• Task requirements
Could you render every line of all the records below as a JSON list of strings, one string per line, with blank lines left out?

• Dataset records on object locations
________________________________________

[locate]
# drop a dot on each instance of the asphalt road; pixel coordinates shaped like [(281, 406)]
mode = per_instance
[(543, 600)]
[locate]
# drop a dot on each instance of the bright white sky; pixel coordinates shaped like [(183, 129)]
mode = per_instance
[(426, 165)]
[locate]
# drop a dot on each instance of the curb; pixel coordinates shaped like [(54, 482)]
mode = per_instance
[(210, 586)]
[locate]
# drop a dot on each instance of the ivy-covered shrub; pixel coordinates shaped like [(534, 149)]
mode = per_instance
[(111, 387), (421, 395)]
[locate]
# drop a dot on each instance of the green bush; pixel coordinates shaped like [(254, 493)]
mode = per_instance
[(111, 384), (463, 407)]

________________________________________

• Exercise answer
[
  "[locate]",
  "# drop a dot on each instance of the asphalt road; pixel coordinates shaped like [(281, 406)]",
  "mode = per_instance",
  "[(543, 600)]",
  "[locate]",
  "# drop a dot on each instance of the bright white sky; pixel coordinates shaped like [(183, 129)]",
  "mode = per_instance",
  "[(426, 165)]",
  "[locate]",
  "# drop a dot on each instance of the curb; pixel coordinates shaped like [(54, 482)]",
  "mode = per_instance",
  "[(210, 586)]",
  "[locate]",
  "# drop a dot on each instance of the ivy-covered shrub; pixel coordinates shaped like [(534, 149)]",
  "mode = per_instance",
  "[(111, 387), (421, 395)]",
  "[locate]",
  "# drop a dot on each instance of the green bush; pixel coordinates shaped like [(254, 493)]",
  "mode = per_instance",
  "[(111, 384), (463, 407)]"
]